* **WORK TO BE COMPLETED**
Copy nothing from the entries below except the lines from the one containing "flower with a single pin per instance." through the one containing "For the scouting tally, point out every instance of the second", and copy those exactly.

(Point-per-instance localization data)
-=-=-
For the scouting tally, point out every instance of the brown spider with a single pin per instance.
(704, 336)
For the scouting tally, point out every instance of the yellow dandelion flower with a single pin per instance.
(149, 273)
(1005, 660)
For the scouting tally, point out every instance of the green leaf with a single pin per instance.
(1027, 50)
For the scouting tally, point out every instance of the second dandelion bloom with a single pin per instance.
-=-=-
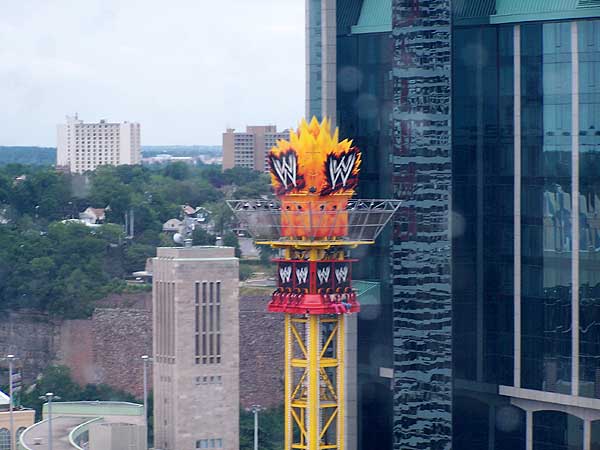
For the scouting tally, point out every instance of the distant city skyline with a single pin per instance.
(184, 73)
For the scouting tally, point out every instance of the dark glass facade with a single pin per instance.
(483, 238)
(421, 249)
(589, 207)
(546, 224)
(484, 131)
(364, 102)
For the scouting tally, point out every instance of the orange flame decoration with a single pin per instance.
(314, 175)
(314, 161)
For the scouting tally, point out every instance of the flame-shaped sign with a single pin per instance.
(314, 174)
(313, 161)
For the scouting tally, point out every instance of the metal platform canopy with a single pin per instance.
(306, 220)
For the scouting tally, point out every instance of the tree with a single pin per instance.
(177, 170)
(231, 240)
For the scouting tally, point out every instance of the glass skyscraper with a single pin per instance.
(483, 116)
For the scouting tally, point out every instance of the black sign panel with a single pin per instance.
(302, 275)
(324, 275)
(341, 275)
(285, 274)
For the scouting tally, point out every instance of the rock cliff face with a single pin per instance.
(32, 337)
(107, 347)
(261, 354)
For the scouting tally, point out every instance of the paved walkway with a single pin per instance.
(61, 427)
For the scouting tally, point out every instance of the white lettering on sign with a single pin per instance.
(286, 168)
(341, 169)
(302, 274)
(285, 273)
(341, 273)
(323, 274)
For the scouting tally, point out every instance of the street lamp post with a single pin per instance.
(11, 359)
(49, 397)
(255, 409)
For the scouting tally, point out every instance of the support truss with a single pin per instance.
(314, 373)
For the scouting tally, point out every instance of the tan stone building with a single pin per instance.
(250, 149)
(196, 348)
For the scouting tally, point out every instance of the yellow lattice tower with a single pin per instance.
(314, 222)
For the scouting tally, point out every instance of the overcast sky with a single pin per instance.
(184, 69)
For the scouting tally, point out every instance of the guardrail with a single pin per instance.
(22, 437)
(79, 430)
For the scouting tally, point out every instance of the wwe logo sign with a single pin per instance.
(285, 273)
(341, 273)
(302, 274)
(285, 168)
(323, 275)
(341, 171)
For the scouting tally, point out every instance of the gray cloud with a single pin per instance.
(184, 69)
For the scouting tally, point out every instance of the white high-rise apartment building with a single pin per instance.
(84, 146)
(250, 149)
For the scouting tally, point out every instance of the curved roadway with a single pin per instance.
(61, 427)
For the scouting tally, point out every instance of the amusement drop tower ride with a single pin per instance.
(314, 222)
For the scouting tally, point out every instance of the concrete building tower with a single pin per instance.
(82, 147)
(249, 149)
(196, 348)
-=-=-
* **ANSWER SPACE**
For the scouting tally, point out every instance of the yellow dandelion flower with a single pin per instance.
(149, 273)
(1005, 660)
For the scouting tally, point out every instance of the green leaf with a single pin per instance.
(1027, 50)
For the scouting tally, point out every instance of the second dandelion bloom with a single pin per instance.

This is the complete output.